### AUFGABE
Welche Figur spielt Chin Meyer laut dem vorgegebenen Text bei seinem Auftritt in der Ole Möhl?

Da stürmt er auf die Bühne, der „härteste Hund am Finanzamt“. Fahrig, mit fuchtelnden Händen, in Mausgrau, akkurater Scheitel, das Haar schmierig angeklitscht, Riesenhornbrille. Als Steuerfahnder Siegmund von Treiber tobte Chin Meyer durch die Ole Möhl. Motto: „Der Jubel rollt“. Es beginnt mit Formularen für die ersten Reihen – für die Steuerselbstanzeigen, versteht sich.

### ZEILEN

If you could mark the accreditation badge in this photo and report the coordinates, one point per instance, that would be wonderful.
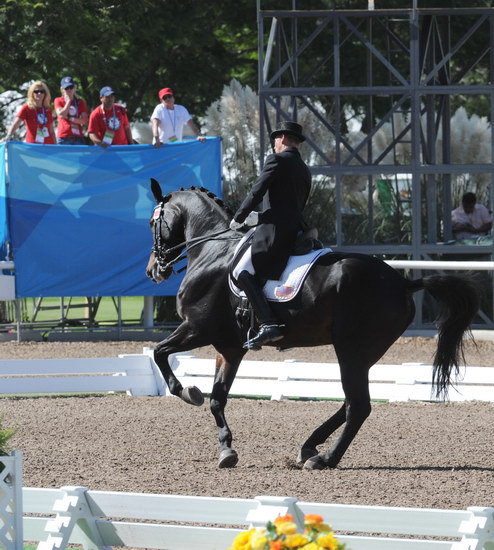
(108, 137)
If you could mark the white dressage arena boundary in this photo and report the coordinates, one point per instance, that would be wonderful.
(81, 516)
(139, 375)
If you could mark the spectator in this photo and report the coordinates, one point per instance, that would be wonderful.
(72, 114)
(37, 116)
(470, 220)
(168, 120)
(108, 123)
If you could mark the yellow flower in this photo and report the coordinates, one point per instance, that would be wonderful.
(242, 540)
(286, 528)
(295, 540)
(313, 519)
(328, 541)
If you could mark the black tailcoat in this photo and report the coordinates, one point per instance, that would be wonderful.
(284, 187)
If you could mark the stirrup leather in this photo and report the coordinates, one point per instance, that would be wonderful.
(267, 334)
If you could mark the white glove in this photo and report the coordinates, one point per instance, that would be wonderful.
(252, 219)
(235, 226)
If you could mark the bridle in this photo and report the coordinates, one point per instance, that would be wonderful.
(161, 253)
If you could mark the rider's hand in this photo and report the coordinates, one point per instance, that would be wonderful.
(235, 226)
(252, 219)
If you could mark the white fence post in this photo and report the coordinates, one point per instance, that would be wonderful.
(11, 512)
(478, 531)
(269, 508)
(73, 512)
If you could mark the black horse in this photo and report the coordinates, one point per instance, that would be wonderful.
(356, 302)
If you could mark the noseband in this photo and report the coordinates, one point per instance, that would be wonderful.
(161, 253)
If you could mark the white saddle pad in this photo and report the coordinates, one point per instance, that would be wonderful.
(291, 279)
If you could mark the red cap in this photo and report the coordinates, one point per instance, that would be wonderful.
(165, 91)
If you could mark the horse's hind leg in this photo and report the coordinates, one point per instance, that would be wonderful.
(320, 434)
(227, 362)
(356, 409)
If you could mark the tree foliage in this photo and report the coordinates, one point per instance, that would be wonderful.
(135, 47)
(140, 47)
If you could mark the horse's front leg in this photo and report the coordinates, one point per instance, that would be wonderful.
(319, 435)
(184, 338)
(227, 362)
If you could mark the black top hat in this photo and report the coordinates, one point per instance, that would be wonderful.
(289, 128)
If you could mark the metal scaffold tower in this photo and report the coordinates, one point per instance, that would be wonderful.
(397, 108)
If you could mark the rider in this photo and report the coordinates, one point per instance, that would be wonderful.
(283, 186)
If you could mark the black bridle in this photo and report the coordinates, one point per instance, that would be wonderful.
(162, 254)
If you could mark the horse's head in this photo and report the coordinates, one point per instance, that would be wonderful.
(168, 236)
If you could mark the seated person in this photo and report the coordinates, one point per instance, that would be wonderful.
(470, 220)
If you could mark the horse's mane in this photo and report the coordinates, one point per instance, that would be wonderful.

---

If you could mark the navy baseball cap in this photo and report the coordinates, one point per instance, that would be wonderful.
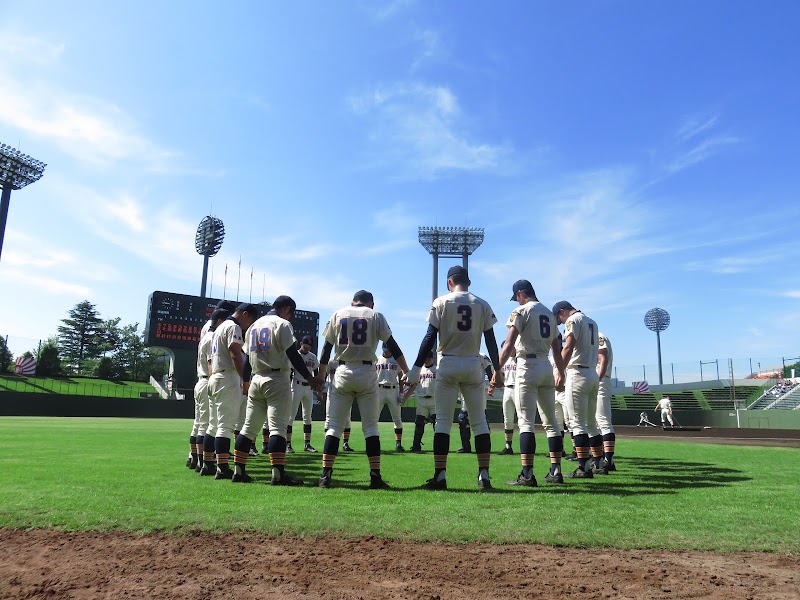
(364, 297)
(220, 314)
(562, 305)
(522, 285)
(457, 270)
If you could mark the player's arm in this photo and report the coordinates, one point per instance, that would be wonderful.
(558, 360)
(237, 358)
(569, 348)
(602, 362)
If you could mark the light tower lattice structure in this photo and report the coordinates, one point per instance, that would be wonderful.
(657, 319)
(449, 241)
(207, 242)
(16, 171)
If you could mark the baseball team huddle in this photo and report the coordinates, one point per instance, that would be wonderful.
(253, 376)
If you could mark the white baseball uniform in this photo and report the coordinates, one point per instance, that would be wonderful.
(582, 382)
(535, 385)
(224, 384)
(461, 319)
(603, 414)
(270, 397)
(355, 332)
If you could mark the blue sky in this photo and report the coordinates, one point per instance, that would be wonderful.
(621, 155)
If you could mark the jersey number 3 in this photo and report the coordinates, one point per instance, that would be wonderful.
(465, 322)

### FERTIGE ANTWORT
Er spielt den Steuerfahnder Siegmund von Treiber.